═════ QUOTED TEXT

Nomad Service Discovery unable to find service

Nomad version

Nomad v1.4.7

Operating system and Environment details

Debian 4.19.260-1 (2022-09-29) x86_64 GNU/Linux

Issue

Allocation is unable to find Nomad service when it exists. It seems to start happening on a client after an uptime of 2-3 days.

Reproduction steps

Task 1: register a service myservice using the Nomad provider
Task 2: use template stanza and NomadService function to reference the service that was registered in Task 1

Able to list service:

$ nomad service list -namespace="*"
Service Name               Namespace  Tags
myservice  default    []

Expected Result

Able to discover a service consistently

Actual Result

Task log:

Template | Missing: nomad.service(myservice)

Job file (if appropriate)

Task 1:

    service {
      provider = "nomad"
      name     = "myservice"
      port     = "redis"
    }

Task 2:

      template {
        data = <<EOH
{{range nomadService "myservice"}}
spring.redis.host: {{ .Address }}
spring.redis.port: {{ .Port }}
{{end}}
EOH
        destination = "local/config/application.yml"
      }

Nomad Client logs

2023-04-25T16:10:02.354Z [WARN]  agent: (view) nomad.service(myservice): Get "http://127.0.0.1:4646/v1/service/myservice?namespace=default&stale=&wait=60000ms": closed (retry attempt 5 after "4s")

══════════
═════ RECORDS SHOWN

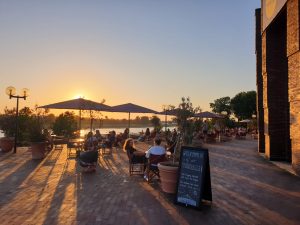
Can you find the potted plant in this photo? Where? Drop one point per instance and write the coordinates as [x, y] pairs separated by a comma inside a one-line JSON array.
[[7, 125], [168, 170], [37, 139]]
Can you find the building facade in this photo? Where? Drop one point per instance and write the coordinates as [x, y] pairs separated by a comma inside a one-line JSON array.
[[278, 80]]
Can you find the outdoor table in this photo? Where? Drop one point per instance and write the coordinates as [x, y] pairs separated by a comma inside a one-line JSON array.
[[139, 153], [76, 143]]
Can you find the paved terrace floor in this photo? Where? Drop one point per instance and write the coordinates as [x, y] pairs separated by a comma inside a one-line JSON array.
[[246, 189]]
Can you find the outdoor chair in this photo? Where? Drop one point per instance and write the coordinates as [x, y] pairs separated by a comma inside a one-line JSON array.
[[152, 169]]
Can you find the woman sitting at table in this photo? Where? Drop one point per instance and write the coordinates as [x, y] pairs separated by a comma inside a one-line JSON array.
[[134, 155], [88, 159]]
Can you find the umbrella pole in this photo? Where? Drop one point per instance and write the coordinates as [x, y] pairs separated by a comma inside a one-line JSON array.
[[166, 122], [79, 121], [128, 124], [91, 122]]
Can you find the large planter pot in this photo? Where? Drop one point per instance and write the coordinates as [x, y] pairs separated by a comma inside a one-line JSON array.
[[168, 172], [38, 150], [6, 144]]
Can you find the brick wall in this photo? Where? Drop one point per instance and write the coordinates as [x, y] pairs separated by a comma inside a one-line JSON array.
[[293, 54], [275, 89], [259, 83]]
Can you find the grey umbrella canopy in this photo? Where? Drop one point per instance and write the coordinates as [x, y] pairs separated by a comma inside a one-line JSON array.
[[78, 104], [131, 108], [168, 112], [207, 114]]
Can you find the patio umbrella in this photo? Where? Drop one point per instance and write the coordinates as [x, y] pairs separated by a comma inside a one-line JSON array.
[[78, 104], [207, 114], [245, 121], [131, 108], [168, 112]]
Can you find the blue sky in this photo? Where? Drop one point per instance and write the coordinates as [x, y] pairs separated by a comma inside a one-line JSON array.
[[146, 52]]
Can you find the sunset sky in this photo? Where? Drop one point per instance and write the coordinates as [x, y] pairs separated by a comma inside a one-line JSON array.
[[148, 52]]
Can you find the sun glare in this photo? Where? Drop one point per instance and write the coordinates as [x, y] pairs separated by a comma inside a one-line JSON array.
[[79, 96]]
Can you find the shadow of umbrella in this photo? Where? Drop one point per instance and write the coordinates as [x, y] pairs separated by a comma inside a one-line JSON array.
[[78, 104], [131, 108]]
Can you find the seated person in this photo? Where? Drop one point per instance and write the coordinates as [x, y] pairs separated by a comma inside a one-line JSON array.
[[49, 139], [88, 159], [157, 152], [147, 134], [170, 147], [132, 152], [98, 136]]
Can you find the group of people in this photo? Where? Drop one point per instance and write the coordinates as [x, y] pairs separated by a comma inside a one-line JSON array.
[[135, 156]]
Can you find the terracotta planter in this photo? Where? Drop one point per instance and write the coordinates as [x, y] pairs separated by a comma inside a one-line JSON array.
[[38, 150], [6, 144], [168, 173]]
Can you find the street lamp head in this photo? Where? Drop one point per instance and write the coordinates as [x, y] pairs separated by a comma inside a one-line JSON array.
[[25, 92], [10, 91]]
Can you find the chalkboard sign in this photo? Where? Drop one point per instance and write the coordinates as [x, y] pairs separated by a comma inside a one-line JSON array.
[[193, 183]]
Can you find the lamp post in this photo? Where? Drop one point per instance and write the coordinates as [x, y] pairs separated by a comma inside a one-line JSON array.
[[166, 108], [11, 92]]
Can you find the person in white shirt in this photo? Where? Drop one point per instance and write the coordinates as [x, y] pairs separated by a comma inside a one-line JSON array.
[[157, 153], [156, 149]]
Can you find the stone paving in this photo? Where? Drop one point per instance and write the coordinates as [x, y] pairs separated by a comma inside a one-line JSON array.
[[246, 189]]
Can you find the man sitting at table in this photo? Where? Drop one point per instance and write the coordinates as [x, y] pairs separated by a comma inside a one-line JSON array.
[[133, 154], [157, 154], [88, 158]]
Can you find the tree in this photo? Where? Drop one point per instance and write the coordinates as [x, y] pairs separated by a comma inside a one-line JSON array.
[[183, 118], [221, 105], [243, 105]]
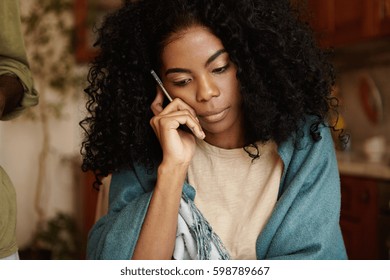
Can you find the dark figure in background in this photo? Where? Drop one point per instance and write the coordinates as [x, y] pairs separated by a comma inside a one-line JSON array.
[[16, 93]]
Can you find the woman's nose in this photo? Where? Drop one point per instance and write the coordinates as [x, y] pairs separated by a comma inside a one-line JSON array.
[[207, 89]]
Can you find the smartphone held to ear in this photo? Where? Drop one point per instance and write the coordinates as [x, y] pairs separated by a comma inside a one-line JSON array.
[[159, 82]]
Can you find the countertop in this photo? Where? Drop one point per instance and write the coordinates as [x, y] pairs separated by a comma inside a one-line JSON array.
[[350, 164]]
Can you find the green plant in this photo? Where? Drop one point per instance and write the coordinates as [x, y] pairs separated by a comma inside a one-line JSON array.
[[49, 39], [61, 237]]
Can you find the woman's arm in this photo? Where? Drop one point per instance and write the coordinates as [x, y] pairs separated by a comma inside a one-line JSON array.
[[158, 233]]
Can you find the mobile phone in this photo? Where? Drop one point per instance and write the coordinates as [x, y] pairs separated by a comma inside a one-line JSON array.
[[159, 82]]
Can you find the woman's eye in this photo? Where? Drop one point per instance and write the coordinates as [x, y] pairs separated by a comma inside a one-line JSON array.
[[220, 70], [182, 83]]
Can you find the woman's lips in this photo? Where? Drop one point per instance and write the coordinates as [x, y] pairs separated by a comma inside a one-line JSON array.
[[214, 116]]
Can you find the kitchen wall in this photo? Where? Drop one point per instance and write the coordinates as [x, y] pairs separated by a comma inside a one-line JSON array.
[[353, 62]]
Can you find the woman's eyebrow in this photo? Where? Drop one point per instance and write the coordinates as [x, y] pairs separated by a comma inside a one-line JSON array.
[[214, 56], [177, 70], [187, 71]]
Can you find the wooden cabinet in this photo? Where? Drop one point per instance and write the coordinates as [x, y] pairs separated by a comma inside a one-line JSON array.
[[363, 221], [345, 22]]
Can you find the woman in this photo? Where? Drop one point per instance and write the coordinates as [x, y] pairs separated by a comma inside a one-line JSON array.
[[240, 165]]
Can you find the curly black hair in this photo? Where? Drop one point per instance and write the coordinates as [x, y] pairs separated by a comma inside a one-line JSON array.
[[284, 76]]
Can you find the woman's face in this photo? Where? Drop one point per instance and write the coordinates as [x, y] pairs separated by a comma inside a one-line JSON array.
[[197, 69]]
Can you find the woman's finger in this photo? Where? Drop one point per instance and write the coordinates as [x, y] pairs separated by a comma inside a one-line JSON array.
[[157, 103], [175, 119]]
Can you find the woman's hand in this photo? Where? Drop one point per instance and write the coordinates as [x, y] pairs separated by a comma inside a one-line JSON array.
[[178, 145]]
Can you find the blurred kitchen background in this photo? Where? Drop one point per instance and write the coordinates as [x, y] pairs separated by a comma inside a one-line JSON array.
[[40, 150]]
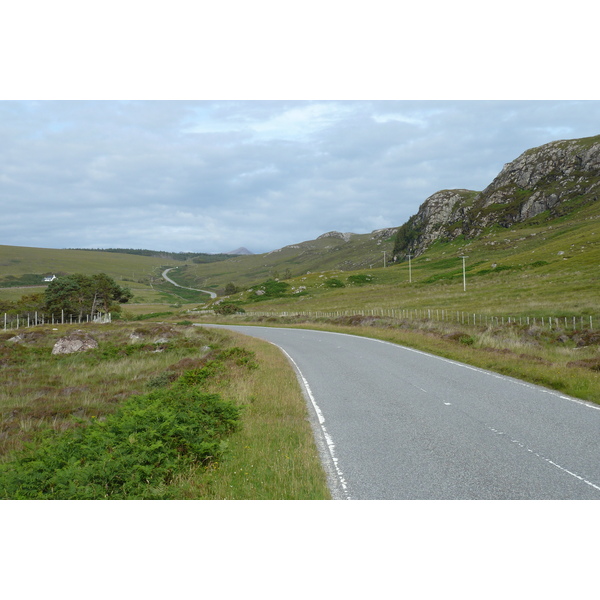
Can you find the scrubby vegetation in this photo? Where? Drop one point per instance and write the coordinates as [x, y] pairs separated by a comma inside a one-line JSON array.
[[156, 411]]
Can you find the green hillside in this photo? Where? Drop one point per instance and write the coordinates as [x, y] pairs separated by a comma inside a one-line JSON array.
[[328, 252], [535, 268], [23, 267]]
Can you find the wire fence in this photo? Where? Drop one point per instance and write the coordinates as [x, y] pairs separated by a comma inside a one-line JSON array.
[[33, 319], [581, 322]]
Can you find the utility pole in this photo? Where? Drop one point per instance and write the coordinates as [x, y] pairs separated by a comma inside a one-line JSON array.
[[464, 274]]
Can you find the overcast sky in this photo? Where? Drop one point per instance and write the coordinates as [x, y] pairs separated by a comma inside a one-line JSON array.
[[211, 176]]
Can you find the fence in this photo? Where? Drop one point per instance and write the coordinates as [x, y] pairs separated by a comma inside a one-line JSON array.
[[580, 322], [32, 319]]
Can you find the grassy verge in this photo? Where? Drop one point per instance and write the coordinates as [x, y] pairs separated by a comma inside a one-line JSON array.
[[273, 455], [111, 422]]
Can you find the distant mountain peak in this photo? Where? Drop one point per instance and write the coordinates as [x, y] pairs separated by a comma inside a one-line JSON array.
[[241, 250]]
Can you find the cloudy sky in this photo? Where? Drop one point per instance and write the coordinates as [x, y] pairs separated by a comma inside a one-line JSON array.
[[210, 176], [265, 124]]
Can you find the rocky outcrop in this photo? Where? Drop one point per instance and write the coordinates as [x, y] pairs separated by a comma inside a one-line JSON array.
[[541, 180]]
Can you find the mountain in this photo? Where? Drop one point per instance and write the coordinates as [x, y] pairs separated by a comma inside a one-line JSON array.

══════════

* PROBLEM SET:
1. Summarize the Nomad service discovery issue in two sentences.
2. Resume the Nomad service discovery issue from its last line.
The lines have no role in this exercise.

* EXERCISE RESULTS:
1. On Nomad v1.4.7 running on Debian, an allocation cannot find a Nomad service that exists, and the problem seems to begin on a client after 2-3 days of uptime. The service appears in the output of "nomad service list", but the task log reports "Template | Missing: nomad.service(myservice)" and the client log warns that the request to the local service endpoint was closed and is being retried.

2.
2023-04-25T16:10:06.355Z [WARN]  agent: (view) nomad.service(myservice): Get "http://127.0.0.1:4646/v1/service/myservice?namespace=default&stale=&wait=60000ms": closed (retry attempt 6 after "8s")
2023-04-25T16:10:14.356Z [WARN]  agent: (view) nomad.service(myservice): Get "http://127.0.0.1:4646/v1/service/myservice?namespace=default&stale=&wait=60000ms": closed (retry attempt 7 after "16s")

The workaround is to restart the Nomad service/agent on the client node.

Hi @vincenthuynh so far I haven't been able to reproduce what you're seeing - in my cases the template is always successfully rendered once the upstream task is started and its serivce is registered. Before I dig in further, could you post a complete job file you're using that experiences the issue? I want to make sure we're not missing something (e.g. using group vs. task services, etc.)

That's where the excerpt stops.